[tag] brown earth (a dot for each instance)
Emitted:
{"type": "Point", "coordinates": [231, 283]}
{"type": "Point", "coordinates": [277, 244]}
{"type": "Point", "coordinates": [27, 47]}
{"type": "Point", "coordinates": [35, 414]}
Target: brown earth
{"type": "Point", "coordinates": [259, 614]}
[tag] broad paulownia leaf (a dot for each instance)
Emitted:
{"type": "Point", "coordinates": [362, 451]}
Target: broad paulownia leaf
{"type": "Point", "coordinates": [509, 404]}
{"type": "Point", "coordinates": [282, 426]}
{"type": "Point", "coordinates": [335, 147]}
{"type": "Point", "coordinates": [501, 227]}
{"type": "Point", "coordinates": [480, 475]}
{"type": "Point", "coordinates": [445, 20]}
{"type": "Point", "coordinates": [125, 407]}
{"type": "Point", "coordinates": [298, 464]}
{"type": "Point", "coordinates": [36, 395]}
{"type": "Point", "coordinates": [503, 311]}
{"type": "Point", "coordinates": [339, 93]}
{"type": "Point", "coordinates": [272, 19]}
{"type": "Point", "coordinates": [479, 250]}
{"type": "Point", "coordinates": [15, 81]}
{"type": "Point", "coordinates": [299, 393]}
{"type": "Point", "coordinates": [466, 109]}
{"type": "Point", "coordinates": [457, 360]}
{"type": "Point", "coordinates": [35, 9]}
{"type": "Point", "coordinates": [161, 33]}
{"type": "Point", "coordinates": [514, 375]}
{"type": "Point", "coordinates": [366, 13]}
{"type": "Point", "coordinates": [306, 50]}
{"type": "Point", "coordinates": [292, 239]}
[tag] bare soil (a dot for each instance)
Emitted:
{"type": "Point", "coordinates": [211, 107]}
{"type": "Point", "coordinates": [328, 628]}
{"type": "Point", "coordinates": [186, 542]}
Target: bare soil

## Requirement
Extract all the material, leaving every line as it is.

## Reply to the task
[tag] brown earth (a dot for each instance)
Emitted:
{"type": "Point", "coordinates": [231, 283]}
{"type": "Point", "coordinates": [277, 244]}
{"type": "Point", "coordinates": [27, 47]}
{"type": "Point", "coordinates": [35, 414]}
Target: brown earth
{"type": "Point", "coordinates": [259, 614]}
[tag] broad paulownia leaf (a dot for each instance)
Emitted:
{"type": "Point", "coordinates": [362, 451]}
Target: broad paulownia leaf
{"type": "Point", "coordinates": [509, 404]}
{"type": "Point", "coordinates": [282, 426]}
{"type": "Point", "coordinates": [335, 147]}
{"type": "Point", "coordinates": [501, 227]}
{"type": "Point", "coordinates": [480, 475]}
{"type": "Point", "coordinates": [445, 20]}
{"type": "Point", "coordinates": [125, 407]}
{"type": "Point", "coordinates": [298, 464]}
{"type": "Point", "coordinates": [36, 395]}
{"type": "Point", "coordinates": [503, 311]}
{"type": "Point", "coordinates": [339, 93]}
{"type": "Point", "coordinates": [272, 19]}
{"type": "Point", "coordinates": [479, 250]}
{"type": "Point", "coordinates": [15, 81]}
{"type": "Point", "coordinates": [299, 393]}
{"type": "Point", "coordinates": [466, 109]}
{"type": "Point", "coordinates": [457, 360]}
{"type": "Point", "coordinates": [35, 9]}
{"type": "Point", "coordinates": [161, 33]}
{"type": "Point", "coordinates": [514, 375]}
{"type": "Point", "coordinates": [366, 13]}
{"type": "Point", "coordinates": [306, 50]}
{"type": "Point", "coordinates": [292, 239]}
[tag] bare soil (a dot for each instance)
Emitted:
{"type": "Point", "coordinates": [211, 107]}
{"type": "Point", "coordinates": [328, 628]}
{"type": "Point", "coordinates": [186, 542]}
Target: bare soil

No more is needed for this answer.